▶ **Written problem**
Repeat every one of the following items word for word, with no changes.

▶ **Stored rows**
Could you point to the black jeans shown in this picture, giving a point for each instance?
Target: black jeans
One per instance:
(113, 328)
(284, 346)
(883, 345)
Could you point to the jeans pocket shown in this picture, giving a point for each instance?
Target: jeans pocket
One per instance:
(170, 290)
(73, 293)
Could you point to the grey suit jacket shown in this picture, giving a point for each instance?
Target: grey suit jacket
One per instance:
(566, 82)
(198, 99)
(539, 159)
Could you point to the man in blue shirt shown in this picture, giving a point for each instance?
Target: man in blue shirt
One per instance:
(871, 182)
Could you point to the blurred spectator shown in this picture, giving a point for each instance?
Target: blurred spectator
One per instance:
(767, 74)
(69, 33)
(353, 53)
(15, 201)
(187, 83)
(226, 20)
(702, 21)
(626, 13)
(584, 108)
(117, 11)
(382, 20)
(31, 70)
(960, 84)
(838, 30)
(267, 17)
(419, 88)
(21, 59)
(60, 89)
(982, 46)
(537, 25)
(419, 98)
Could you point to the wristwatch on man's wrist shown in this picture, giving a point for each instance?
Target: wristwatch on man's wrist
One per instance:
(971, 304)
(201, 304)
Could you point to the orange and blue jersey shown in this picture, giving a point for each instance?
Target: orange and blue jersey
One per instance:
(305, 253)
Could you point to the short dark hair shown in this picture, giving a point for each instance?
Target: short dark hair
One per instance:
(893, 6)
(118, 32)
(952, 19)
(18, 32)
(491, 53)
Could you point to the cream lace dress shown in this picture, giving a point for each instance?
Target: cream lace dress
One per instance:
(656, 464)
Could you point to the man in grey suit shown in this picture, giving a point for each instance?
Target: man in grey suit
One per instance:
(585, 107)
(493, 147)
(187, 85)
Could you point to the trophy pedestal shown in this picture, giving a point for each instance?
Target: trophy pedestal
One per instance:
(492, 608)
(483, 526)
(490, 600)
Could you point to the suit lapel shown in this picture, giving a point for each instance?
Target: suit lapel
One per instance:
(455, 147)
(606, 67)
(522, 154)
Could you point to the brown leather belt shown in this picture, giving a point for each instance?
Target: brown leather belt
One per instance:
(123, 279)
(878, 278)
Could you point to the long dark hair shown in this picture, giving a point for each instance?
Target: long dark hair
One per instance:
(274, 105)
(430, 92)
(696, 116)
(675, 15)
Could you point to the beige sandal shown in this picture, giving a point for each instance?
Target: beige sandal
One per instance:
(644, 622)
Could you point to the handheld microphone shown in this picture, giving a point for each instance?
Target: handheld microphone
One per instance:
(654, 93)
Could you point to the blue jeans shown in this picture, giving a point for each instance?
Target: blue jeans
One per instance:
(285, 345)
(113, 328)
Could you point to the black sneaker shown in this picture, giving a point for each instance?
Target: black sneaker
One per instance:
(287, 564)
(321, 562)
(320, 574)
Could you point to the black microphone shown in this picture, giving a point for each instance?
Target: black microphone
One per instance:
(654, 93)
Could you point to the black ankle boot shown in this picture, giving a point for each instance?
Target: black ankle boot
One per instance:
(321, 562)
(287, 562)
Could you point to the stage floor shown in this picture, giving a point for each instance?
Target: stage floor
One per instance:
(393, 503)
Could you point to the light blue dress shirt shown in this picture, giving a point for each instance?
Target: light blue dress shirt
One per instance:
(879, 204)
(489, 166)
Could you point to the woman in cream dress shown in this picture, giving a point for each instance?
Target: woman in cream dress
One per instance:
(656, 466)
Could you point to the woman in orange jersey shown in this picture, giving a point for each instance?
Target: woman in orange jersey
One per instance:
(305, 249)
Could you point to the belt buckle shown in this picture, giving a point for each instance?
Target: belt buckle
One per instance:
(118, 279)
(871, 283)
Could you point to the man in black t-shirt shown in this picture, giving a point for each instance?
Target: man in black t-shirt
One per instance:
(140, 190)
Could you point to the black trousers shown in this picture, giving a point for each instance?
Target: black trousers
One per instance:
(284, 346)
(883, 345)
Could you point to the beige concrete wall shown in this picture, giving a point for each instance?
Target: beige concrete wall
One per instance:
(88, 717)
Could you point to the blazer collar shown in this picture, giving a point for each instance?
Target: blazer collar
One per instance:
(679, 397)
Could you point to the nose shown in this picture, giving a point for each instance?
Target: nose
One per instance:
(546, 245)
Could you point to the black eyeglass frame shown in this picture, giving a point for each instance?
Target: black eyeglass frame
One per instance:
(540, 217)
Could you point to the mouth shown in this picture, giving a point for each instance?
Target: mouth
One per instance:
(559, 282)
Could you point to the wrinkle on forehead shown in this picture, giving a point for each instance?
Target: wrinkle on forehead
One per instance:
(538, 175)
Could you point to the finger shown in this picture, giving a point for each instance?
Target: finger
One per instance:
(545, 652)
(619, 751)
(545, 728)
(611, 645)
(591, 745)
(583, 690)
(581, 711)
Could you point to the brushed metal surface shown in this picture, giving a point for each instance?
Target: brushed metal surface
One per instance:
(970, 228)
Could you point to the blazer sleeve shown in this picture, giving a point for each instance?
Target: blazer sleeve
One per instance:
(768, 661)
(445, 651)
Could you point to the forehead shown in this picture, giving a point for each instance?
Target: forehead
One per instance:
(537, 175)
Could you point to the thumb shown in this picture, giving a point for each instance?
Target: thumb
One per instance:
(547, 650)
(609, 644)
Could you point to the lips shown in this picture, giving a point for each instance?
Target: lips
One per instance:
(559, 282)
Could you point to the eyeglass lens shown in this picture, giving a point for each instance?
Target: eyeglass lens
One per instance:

▶ **Response**
Could you point to the black jeans shown in this picture, giving a point for each instance?
Target: black jeans
One per instance:
(113, 328)
(284, 346)
(883, 345)
Could you point to the jeans pocket shown in this picture, giving a point for each instance?
Target: jeans pocket
One per instance:
(170, 290)
(73, 293)
Could you point to the grey suit jacket shown in this picture, giving a point for each instance?
Target: grey suit jacket
One per instance:
(566, 82)
(198, 99)
(539, 159)
Could you point to the man in blue shirt shown in this picture, giving a point for each instance?
Target: man in blue shirt
One per instance:
(871, 182)
Could you point to the blurred spectator shown in this picture, giving a point for each instance?
Target: blurred spectator
One per instance:
(767, 74)
(69, 33)
(353, 53)
(15, 201)
(187, 83)
(226, 20)
(702, 21)
(626, 13)
(584, 108)
(117, 11)
(382, 20)
(31, 70)
(960, 84)
(838, 30)
(267, 17)
(419, 88)
(21, 59)
(60, 89)
(982, 46)
(537, 25)
(419, 98)
Could you point to the wristwatch on man's wrist shown in this picture, giving a point for each instance?
Target: wristwatch on man's wrist
One per instance:
(971, 304)
(201, 304)
Could you point to the orange and blue jersey shown in this picture, giving a point for each instance?
Target: orange and blue jersey
One per instance:
(305, 253)
Could you point to the short dark hair shown in this picture, giving a point for each instance?
Target: short dark hair
One per instance:
(893, 6)
(118, 32)
(952, 19)
(18, 32)
(491, 53)
Could you point to the cream lace dress shown in this picture, giving a point for each instance?
Target: cream lace dress
One per instance:
(656, 464)
Could you point to the man in grey suit shown in this picture, giving a point for each instance?
Target: man in grey suit
One per instance:
(585, 107)
(493, 147)
(187, 85)
Could you point to the trophy pedestal shown in this picture, giving a point for each instance?
Target: trophy pedestal
One per instance:
(492, 608)
(483, 526)
(490, 600)
Could you point to the suit lapel shown in this picture, giving a point for each instance?
Target: suit lapel
One per instance:
(455, 147)
(606, 67)
(522, 154)
Could you point to the brown leather belt shown in this picture, giving a point for each instance?
Target: brown leather belt
One per instance:
(123, 279)
(878, 278)
Could you point to the long dark hair shown in this picture, giving a point for each instance?
Target: long dark hair
One per instance:
(274, 105)
(430, 92)
(696, 116)
(675, 15)
Could you point to the beige sandal shown in this picture, giving a point for each instance?
Target: beige sandal
One per instance:
(644, 622)
Could you point to the handheld microphone shown in this picture, giving a point for each instance?
Target: handheld microphone
One per instance:
(654, 93)
Could you point to the blue jeans shown in this picture, giving a point for each instance?
Target: blue jeans
One per instance:
(285, 345)
(113, 328)
Could you point to the black sneaker shown in this picture, giving a point for each instance?
Target: black sneaker
One per instance:
(287, 564)
(321, 562)
(320, 574)
Could you point to the black microphone shown in this picture, giving a point for each instance?
Target: black microphone
One per instance:
(654, 93)
Could you point to the black ankle boot shown in this picture, giving a point for each instance?
Target: black ankle boot
One per instance:
(321, 562)
(287, 562)
Could you point to the stage floor shown in this picture, giving a point for each instance?
Target: stage floor
One per instance:
(393, 503)
Could you point to the light blue dress shirt shown in this picture, giving a point for each instance?
Target: light blue dress shirt
One per instance:
(879, 204)
(489, 166)
Could you point to the woman in cream dress shown in this picture, giving a point for each instance?
Target: woman in cream dress
One per instance:
(656, 466)
Could you point to the woman in orange jersey shown in this picture, giving a point for each instance?
Target: woman in orange jersey
One per instance:
(305, 249)
Could you point to the belt buckle shown in this picture, giving a point for each instance?
Target: belt buckle
One per instance:
(118, 279)
(871, 283)
Could you point to the man in black t-shirt shown in this picture, giving a point for each instance?
Target: man in black t-shirt
One per instance:
(140, 190)
Could you point to the black trousers shown in this picture, giving a point for each instance?
Target: black trousers
One per instance:
(284, 346)
(883, 345)
Could you point to the beige concrete wall shown in this picture, giving a point for each instance?
Target: beige concrete wall
One per instance:
(88, 717)
Could you point to the blazer collar shown in this picture, giving a point for each instance?
Target: blazer collar
One per instance:
(679, 397)
Could you point to the nose shown in this picture, giving a point for each instance?
Target: nose
One per instance:
(546, 245)
Could you point to the black eyeglass frame shown in this picture, giving a point for each instance?
Target: black eyeglass frame
One per instance:
(540, 217)
Could you point to the mouth shown in this picture, giving a point for each instance?
Target: mouth
One per instance:
(559, 282)
Could you point to the wrinkle on forehead shown in this picture, giving a point for each instance?
Target: wrinkle on forehead
One per instance:
(538, 175)
Could you point to the finger shown in this picture, giving a point for each instance?
Target: finger
One per instance:
(545, 652)
(619, 751)
(545, 728)
(611, 645)
(591, 745)
(583, 690)
(581, 711)
Could you point to the brushed metal surface shown in this picture, giving a point for each instance?
Target: brushed metal surface
One per instance:
(970, 228)
Could you point to the blazer sleeve shown in this picture, giving a point for each instance?
Target: blazer sleeve
One per instance:
(768, 661)
(445, 651)
Could you point to the forehead shown in this picture, giving a point for each instance?
Target: forehead
One per instance:
(537, 175)
Could you point to the thumb shown in this picture, giving a point for each instance?
Target: thumb
One per instance:
(547, 650)
(609, 644)
Could you point to the lips shown in this picture, giving a point for each instance?
Target: lips
One per instance:
(559, 282)
Could you point to the eyeglass lens shown in this picture, giving a point for each instance?
Target: eyeglass lens
One per instance:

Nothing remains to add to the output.